La Constitución de Weimar dedica a la religión un capítulo del título relativo a Derechos y deberes fundamentales del ciudadano alemán, (arts. 135 a 141) donde, entre otros extremos, reconoce la libertad de creencia y de conciencia y afirma que no existe religión de Estado, al tiempo que garantiza a las asociaciones religiosas la propiedad y demás derechos que necesiten para el cumplimiento de sus fines de culto, enseñanza y beneficencia. El constituyente español de 1931 parte del mismo postulado: "El Estado español no tiene religión oficial" (art. 3). La religión no podrá ser fundamento de privilegio jurídico (art. 25) y se garantizan "la libertad de conciencia y el derecho de profesar y practicar libremente cualquier religión" (art. 27). El artículo 26 de la Constitución, (el primero después de la cláusula de prohibición de discriminación que abre el título relativo a "Derechos y deberes de los españoles") regula con algún detalle la posición de las asociaciones religiosas, y lo hace con elementos más cercanos a la, en este aspecto, extremosa Constitución de México [59] que al equilibrio con que se tratan estas cuestiones en Weimar, (lo que sólo sirvió para deslegitimar a la República ante muy significativos sectores de la opinión católica que, desde el mismo proceso constituyente, impulsaron la demanda de un proceso de reforma constitucional, contribuyendo a minar la estabilidad del régimen) [60]. La incapacidad de los constituyentes de "sobrevolar la cuestión de la relación con la Iglesia católica para abordar los derechos de libertad en materia de religión", y la actitud hostil adoptada hacia la Iglesia determinó, dice Tomás y Valiente, "si no el fracaso de la República, sí el aumento de sus dificultades" [61].

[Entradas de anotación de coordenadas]

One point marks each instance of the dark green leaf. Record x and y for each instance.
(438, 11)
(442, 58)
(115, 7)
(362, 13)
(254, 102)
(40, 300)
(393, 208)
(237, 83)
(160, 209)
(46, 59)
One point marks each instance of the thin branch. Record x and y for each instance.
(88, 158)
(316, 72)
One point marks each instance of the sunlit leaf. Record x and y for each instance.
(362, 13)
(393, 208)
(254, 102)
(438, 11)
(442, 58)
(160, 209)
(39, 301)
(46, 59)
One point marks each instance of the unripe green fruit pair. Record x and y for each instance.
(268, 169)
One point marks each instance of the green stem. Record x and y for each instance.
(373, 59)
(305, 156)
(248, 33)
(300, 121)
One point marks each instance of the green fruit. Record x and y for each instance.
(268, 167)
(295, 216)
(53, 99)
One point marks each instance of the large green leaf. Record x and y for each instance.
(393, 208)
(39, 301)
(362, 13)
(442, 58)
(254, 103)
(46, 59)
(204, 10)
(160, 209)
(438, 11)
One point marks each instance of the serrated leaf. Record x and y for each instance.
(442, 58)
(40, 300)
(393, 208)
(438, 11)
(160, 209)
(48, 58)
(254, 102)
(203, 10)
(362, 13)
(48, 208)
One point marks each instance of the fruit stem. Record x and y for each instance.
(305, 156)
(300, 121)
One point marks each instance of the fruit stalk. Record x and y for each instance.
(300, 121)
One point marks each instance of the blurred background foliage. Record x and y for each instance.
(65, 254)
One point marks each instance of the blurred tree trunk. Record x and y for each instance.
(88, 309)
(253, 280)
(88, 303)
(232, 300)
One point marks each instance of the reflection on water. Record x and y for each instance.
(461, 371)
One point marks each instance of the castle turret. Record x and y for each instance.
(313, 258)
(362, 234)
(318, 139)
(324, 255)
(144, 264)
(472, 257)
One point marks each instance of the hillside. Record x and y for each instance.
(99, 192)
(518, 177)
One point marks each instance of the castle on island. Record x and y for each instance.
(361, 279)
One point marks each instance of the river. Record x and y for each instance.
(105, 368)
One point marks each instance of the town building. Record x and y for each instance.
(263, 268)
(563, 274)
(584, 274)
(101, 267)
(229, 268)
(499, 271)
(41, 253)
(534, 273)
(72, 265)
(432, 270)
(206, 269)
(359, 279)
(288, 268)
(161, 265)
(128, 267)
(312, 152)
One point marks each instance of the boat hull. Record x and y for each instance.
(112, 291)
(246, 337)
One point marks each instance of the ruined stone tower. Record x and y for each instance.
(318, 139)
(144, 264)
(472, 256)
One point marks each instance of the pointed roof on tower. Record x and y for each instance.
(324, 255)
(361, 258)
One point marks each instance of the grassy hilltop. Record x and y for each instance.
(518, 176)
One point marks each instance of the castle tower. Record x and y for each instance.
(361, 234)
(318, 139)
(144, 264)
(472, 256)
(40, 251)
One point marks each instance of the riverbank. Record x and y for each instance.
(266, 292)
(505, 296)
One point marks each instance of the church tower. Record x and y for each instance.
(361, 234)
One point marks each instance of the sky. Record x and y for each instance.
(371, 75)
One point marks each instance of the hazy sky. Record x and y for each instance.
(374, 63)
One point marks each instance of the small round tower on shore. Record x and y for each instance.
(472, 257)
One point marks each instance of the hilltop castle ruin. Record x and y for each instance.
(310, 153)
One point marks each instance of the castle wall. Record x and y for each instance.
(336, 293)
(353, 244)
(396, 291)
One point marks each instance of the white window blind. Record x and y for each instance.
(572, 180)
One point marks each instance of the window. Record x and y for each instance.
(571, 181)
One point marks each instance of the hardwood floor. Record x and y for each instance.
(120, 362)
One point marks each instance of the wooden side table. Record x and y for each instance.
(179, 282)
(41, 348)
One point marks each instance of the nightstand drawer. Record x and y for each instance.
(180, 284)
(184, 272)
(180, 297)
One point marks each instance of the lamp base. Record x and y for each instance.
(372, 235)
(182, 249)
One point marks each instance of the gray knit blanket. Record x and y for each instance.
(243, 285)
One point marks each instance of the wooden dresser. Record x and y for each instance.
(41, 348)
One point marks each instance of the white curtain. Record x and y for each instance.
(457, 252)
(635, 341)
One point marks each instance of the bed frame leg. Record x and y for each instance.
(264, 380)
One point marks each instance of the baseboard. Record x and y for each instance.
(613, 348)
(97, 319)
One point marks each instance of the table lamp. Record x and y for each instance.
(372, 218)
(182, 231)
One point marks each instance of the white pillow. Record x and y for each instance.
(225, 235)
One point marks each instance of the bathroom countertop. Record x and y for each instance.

Ejercicios propuestos
1. En las filas, cambia "white" por "cream" desde la línea que contiene "One point marks each instance of the nightstand" hasta la última fila, ambas incluidas. Reproduce únicamente esas líneas, sin ninguna otra modificación.
2. Retoma el texto sobre la religión en las constituciones de Weimar y de 1931 a partir de su última oración.

Soluciones
1.
One point marks each instance of the nightstand drawer. Record x and y for each instance.
(180, 284)
(184, 272)
(180, 297)
One point marks each instance of the lamp base. Record x and y for each instance.
(372, 235)
(182, 249)
One point marks each instance of the gray knit blanket. Record x and y for each instance.
(243, 285)
One point marks each instance of the wooden dresser. Record x and y for each instance.
(41, 348)
One point marks each instance of the cream curtain. Record x and y for each instance.
(457, 252)
(635, 341)
One point marks each instance of the bed frame leg. Record x and y for each instance.
(264, 380)
One point marks each instance of the baseboard. Record x and y for each instance.
(613, 348)
(97, 319)
One point marks each instance of the table lamp. Record x and y for each instance.
(372, 218)
(182, 231)
One point marks each instance of the cream pillow. Record x and y for each instance.
(225, 235)
One point marks each instance of the bathroom countertop. Record x and y for each instance.

2.
Pese a que en el debate en Comisión se acabara rechazando la propuesta de que se disolvieran todas las órdenes religiosas y se nacionalizaran sus bienes [62] , el artículo 26 finalmente aprobado prohibe a las administraciones públicas mantener, favorecer o auxiliar económicamente a las Iglesias, Asociaciones e Instituciones religiosas; disuelve la Compañía de Jesús, nacionalizando sus bienes, así como aquellas otras órdenes "que, por sus actividades, constituyan un peligro para la seguridad del Estado"; declara a todas las órdenes religiosas incapaces para adquirir o conservar más bienes que los que, previa justificación, se destinen a su vivienda o al cumplimiento directo de sus fines privativos, y les prohibe "ejercer la industria, el comercio o la enseñanza". Las órdenes religiosas están sometidas a todas las leyes tributarias del país, han de rendir cuenta anualmente al Estado de la inversión de sus bienes en relación con los fines de la Asociación, y sus bienes podrán ser nacionalizados.
Por lo que afecta a las otras cuestiones citadas, se seguía el ejemplo de Weimar: la Constitución señala que "el Estado no reconoce distinciones ni títulos nobiliarios" (art. 25), limita la jurisdicción militar al ámbito castrense y abole "todos los Tribunales de honor, tanto civiles como militares" (art. 66) [63]. En el momento en se producen los primeros reconocimientos generales de la objeción al servicio de armas, (inicialmente por motivos de conciencia personal y, en este mismo período, progresivamente desvinculados de la protección de la libertad religiosa [64] ), el constituyente español de 1931 no la reconoce expresamente, pero abre la puerta a tal posibilidad, al señalar en el artículo 37 que "el Estado podrá exigir de todo ciudadano su prestación personal para servicios civiles o militares, con arreglo a las leyes".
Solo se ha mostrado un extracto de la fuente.